#### [Given text]

INVESTOR’S first read.com – Daily edge before the open
S&P 500: 3,074
Wednesday November 6, 2019 9:01 a.m.
After Reuters reported progress in U.S./China trade talks and a likely delay in U.S. tariffs on European autos, the stock market cannot afford any disappointments.
In fact, at these levels, the stock market is vulnerable, and unless news gets much better from here, the stock market is fully priced.
In November 2016, the Street celebrated the election of Donald Trump with a strong rally in the stock market.
But the Street has not given consideration to his removal from office via resignation, impeachment/conviction, or defeat in 2020.
With impeachment proceedings well underway, it is likely it will begin to think about alternatives.
A 10-year old bull market wipes out memories of the most recent bear market (2007 – 2009) where the S&P 500 dropped 57%. At the time the world looked like it was ending, and without gallant efforts by the Bush and Obama administrations and the Fed, we would still be recovering from a global meltdown.
I think tops are tougher to call than bottoms. No one wants bull markets to end, everyone wants bear markets to. Unless a bear market is triggered by dramatic news, tops take longer to develop as the market begins to sense worsening economic news. However, investors are usually in a state of denial trying to eke out one more big score, and with prodding by the pros in the Street, they keep buying.
Bottoms tend to develop faster, as mounting fear convinces investors prices will continue to fall, and they better sell out completely, resulting in one or more selling climaxes until there are no sellers left.
So, where am I going with all this ?
The end will come when it is least expected, and the outcome will be ugly. Be sure to have a cash reserve and sit close to the exits with the restyou’re your holdings.
Off and on, I have referred to this as a bubble that will burst when least expected. When that happens, the market will plunge so sharply, investors will have no time to protect their portfolio from nasty losses.
The key here is, how much of the positives ( rate cut, better than expected Q3 earnings, trade talk progress) have been discounted at these lofty levels.
Minor Support:DJIA:27,387; S&P 500:3,066; Nasdaq Comp.:8,417
Minor Resistance: DJIA:27,521; S&P 500:3,077; Nasdaq Comp.:8,441
Tuesday Nov. 5, 2019 “Bubble Expands Further”
The next 12 months will be wild as impeachment proceedings move forward, trade talks stir anxiety, and the U.S. economic numbers flow in indicating recession or a pause before a recession.
So far, the Street has a single focus – BUY regardless of any outcome. Most of these decisions are computer based, with human tweaks now and then. That is the primary reason that the Street ignores looming negatives.
Expect “DOW 30,000” to be hyped, as well an economy that is finally recession-free.
What I am reading suggests otherwise, but investors don’t want to hear that in bull markets, and that is why they get hurt in bear markets.

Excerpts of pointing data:

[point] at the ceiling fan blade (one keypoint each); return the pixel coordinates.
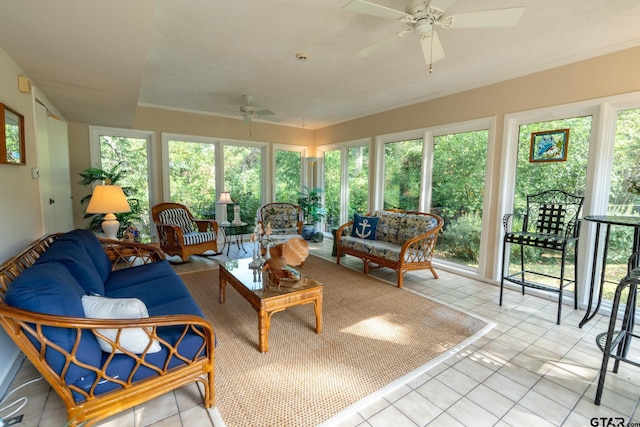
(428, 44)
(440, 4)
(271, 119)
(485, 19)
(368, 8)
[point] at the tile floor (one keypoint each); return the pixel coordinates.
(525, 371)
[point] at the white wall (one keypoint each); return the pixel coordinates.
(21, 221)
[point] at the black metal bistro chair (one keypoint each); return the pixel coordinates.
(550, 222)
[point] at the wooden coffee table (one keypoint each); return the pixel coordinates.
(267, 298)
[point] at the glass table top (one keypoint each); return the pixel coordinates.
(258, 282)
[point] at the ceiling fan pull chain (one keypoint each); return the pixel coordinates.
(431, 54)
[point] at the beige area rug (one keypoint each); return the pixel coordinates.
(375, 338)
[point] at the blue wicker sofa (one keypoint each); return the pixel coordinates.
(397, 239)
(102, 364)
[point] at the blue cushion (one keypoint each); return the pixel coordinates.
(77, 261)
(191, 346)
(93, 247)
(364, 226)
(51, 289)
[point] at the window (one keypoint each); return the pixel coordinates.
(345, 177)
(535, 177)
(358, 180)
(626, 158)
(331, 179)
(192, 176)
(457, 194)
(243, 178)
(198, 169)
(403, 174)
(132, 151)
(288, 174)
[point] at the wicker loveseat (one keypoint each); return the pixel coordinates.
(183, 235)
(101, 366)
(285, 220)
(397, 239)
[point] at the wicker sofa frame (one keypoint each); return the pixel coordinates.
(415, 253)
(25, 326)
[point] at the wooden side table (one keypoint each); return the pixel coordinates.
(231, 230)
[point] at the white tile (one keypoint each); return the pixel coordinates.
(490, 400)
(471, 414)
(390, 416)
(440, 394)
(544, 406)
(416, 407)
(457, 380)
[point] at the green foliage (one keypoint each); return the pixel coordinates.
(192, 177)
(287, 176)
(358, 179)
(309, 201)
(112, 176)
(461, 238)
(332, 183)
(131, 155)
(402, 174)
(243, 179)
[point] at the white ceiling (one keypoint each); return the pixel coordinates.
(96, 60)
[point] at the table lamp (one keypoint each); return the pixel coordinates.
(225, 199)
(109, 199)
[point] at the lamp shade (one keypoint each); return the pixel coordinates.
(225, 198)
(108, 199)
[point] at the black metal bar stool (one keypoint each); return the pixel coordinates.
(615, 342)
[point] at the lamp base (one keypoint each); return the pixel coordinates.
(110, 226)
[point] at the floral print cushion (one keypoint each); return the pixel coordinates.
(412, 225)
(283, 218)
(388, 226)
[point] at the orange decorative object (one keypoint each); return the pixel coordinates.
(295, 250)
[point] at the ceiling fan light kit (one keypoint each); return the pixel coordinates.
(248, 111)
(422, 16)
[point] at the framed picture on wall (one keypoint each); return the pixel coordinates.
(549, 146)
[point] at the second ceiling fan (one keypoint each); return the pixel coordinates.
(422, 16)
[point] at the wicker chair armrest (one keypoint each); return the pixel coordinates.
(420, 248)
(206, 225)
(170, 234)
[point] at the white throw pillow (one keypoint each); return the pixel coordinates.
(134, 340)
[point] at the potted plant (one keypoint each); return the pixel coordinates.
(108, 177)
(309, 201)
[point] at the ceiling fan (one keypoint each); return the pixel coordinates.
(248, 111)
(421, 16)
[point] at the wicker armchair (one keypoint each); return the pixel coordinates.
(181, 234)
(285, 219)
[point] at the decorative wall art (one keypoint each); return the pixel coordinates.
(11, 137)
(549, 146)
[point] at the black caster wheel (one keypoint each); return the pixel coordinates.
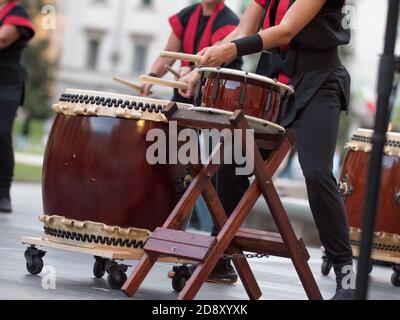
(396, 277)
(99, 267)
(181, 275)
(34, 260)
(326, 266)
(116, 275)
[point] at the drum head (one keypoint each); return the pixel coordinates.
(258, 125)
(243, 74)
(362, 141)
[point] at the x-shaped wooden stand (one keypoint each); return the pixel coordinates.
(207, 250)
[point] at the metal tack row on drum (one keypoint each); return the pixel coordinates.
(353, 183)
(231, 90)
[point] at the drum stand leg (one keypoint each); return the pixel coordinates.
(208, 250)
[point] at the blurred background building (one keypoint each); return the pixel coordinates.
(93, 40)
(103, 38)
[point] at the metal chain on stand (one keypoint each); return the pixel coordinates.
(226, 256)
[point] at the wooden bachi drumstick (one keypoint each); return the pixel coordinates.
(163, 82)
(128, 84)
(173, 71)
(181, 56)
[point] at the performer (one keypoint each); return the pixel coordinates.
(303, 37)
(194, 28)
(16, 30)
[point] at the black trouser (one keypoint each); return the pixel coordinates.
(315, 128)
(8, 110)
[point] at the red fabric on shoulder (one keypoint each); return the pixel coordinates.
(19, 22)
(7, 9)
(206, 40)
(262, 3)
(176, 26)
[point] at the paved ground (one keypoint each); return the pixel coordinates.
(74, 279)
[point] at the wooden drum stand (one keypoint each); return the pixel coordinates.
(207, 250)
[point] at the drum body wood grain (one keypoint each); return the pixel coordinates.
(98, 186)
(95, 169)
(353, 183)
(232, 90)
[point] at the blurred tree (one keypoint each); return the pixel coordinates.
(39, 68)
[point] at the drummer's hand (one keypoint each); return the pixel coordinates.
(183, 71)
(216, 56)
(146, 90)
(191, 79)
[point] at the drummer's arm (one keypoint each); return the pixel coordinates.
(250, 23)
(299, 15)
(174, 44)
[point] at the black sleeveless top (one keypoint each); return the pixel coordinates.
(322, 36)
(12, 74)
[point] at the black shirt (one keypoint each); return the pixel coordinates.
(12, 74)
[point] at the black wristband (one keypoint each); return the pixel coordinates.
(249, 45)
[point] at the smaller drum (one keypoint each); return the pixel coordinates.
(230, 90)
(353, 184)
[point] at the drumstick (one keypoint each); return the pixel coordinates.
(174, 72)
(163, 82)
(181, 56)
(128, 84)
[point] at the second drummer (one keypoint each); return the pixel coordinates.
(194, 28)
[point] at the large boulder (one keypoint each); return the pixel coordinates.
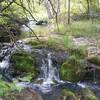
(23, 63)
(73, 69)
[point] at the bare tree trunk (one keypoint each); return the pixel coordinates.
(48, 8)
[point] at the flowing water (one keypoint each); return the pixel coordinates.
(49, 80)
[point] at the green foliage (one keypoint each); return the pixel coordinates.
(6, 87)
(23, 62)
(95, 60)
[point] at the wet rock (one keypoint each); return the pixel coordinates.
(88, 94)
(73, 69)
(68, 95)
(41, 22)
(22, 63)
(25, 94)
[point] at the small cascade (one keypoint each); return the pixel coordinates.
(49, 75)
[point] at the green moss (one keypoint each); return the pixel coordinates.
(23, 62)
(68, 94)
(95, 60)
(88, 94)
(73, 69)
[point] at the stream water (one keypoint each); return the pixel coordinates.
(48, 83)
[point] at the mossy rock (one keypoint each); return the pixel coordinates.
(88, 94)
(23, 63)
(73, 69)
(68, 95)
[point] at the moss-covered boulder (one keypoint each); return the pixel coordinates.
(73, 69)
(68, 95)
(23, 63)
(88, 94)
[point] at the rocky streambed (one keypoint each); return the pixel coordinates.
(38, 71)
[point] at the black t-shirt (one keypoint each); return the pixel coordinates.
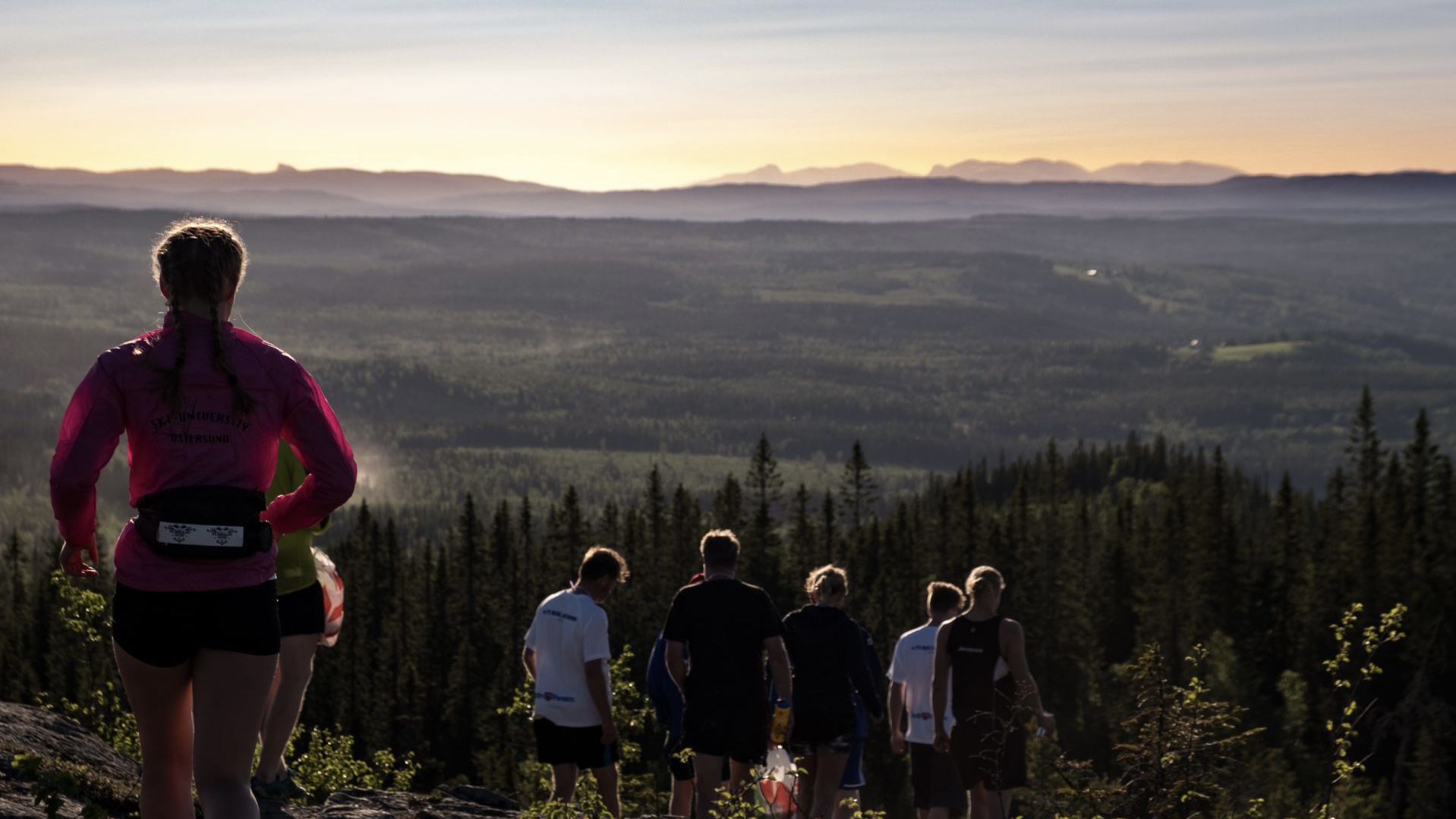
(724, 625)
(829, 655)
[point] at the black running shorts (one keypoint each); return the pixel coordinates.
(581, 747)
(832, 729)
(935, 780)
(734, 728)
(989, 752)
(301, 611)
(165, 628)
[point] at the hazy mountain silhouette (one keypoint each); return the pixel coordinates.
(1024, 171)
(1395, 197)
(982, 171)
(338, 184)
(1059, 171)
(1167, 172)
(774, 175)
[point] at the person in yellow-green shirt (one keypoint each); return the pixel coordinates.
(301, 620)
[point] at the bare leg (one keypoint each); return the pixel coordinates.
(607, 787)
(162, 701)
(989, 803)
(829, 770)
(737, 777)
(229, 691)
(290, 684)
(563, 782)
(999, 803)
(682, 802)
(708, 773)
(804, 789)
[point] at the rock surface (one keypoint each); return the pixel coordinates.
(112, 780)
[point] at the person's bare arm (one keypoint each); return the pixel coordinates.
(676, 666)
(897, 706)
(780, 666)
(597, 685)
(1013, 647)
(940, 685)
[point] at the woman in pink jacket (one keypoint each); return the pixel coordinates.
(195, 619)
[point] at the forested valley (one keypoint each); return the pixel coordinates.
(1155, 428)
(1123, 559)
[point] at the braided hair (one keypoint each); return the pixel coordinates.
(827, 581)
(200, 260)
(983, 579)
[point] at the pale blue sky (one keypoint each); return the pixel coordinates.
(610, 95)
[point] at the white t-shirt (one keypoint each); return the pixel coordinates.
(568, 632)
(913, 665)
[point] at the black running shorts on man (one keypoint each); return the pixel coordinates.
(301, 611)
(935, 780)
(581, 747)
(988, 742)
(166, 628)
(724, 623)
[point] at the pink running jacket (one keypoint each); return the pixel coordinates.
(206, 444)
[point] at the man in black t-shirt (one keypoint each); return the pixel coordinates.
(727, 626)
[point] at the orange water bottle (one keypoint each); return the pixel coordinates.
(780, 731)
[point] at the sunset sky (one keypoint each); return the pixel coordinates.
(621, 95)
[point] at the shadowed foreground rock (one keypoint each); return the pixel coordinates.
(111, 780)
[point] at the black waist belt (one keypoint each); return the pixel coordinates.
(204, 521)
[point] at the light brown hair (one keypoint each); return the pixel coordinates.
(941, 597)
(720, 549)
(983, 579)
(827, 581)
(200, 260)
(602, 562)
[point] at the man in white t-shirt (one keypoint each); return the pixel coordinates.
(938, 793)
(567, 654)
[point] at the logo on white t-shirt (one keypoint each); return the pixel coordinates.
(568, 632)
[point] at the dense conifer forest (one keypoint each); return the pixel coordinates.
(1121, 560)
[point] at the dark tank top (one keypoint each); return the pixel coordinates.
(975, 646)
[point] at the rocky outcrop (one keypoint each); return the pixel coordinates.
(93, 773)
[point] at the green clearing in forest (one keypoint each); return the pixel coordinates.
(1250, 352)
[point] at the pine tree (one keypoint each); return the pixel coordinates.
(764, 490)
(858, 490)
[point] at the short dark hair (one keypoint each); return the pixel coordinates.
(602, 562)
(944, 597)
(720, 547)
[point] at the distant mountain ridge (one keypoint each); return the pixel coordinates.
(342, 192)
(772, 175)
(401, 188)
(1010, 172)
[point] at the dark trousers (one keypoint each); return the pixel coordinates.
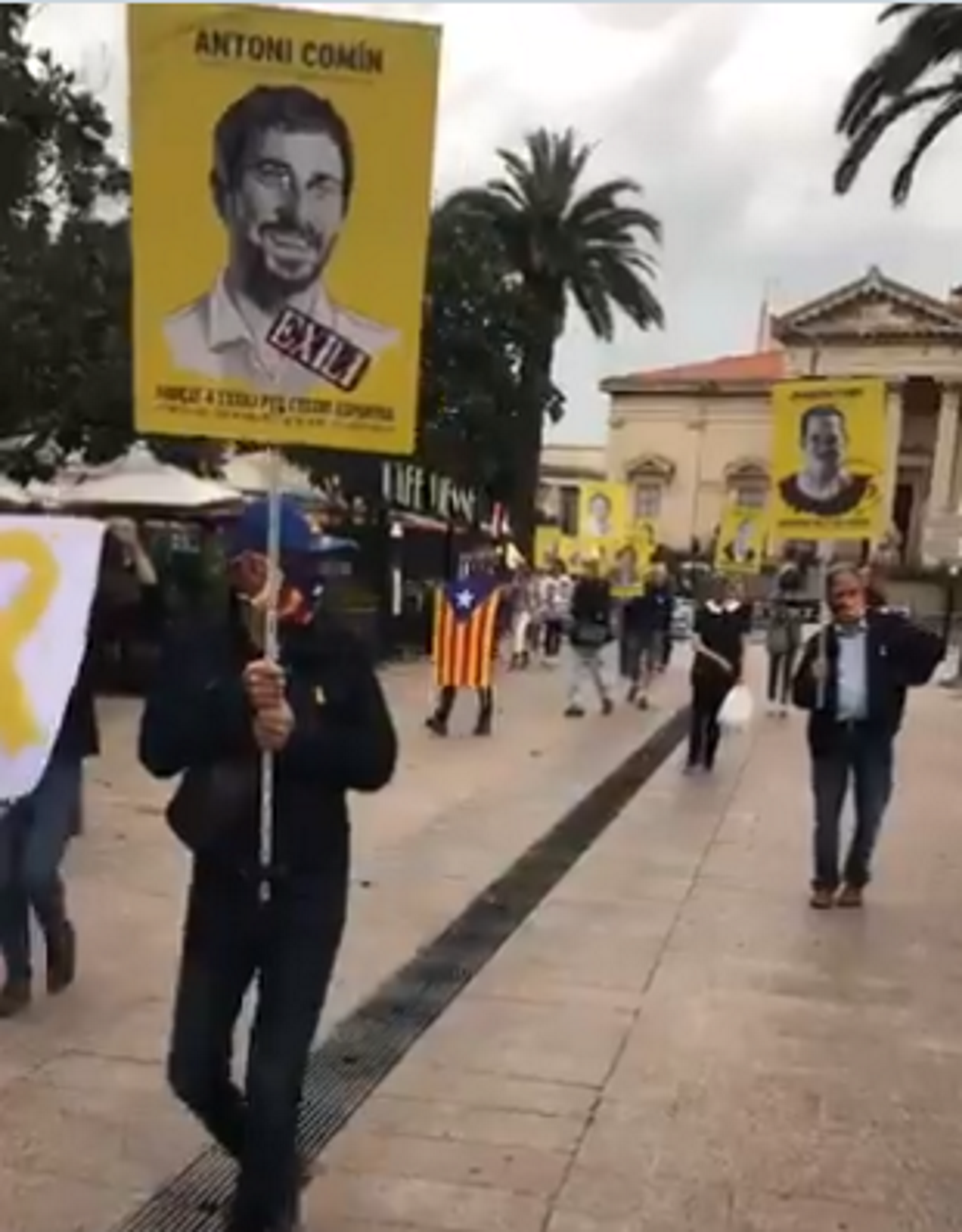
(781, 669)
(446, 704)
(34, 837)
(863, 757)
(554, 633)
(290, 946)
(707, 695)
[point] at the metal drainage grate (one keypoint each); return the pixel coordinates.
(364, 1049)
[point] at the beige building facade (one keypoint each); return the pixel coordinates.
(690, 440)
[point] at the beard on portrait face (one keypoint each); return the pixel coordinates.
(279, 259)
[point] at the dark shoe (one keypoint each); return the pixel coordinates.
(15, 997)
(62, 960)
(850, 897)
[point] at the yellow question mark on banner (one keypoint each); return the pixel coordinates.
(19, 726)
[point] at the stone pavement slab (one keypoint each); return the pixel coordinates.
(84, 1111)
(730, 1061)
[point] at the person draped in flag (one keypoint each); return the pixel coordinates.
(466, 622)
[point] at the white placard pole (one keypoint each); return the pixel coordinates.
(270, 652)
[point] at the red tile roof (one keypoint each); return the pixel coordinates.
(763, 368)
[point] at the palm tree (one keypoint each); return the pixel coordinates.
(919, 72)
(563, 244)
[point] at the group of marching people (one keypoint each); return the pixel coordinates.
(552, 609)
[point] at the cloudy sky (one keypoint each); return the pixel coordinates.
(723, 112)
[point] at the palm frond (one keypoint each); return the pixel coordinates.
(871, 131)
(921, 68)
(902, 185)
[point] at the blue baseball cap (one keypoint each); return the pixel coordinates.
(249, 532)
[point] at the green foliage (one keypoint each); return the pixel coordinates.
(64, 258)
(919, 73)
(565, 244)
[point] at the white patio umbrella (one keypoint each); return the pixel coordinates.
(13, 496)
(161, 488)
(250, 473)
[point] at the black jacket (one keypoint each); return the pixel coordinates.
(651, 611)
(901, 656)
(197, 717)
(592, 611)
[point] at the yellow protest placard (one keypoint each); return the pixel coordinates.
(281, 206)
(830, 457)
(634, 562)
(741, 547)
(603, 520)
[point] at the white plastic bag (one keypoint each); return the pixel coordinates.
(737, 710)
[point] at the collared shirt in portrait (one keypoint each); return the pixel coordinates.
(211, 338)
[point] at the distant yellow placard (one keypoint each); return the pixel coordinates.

#### [Written tasks]
• A. Rewrite the stock market commentary starting with "In November 2016, the" and going on through "defeat in 2020.", substituting "Wall Street" for "the Street".
• B. Extend the stock market commentary past its final sentence with a few more sentences in the same voice.

#### [Written answers]
• A.
In November 2016, Wall Street celebrated the election of Donald Trump with a strong rally in the stock market.
But Wall Street has not given consideration to his removal from office via resignation, impeachment/conviction, or defeat in 2020.

• B.
Some investors will think they can sell near the top but not until they make some more money before then. Some are sure they can ride out a recession/bear market over 6 to 15 months then start making money all over again for the next two to four years.
The problem with that logic is after a 30% plunge in prices the news environment becomes so negative that investors begin to fear that lower prices are inevitable and the safe thing to do is “sell” with losses big enough it takes years to recoup the damage done by the bear market.
The Fed has decided it will micro-manage the economy and stock market. I don’t think Fed Chief Jerome Powell is smart enough to do that. To his credit though, I don’t think anyone is smart enough to micro manage anything so huge and unpredictable.
You see, there are always several balls up in the air in that business any one of which can come down when least expected and change to situation.
One of those balls already came down – impeachment. The other is the Feds attempt to goose the economy and stock market when the latter is already significantly over valued based on prior valuations.
Another ball that can come down is global depression. I don’t expect that, no one does, and that is why it can happen. This would feature economic stagnation at zero growth levels and a stock market that after a 50% decline has no more bounce than a soggy playground soft ball.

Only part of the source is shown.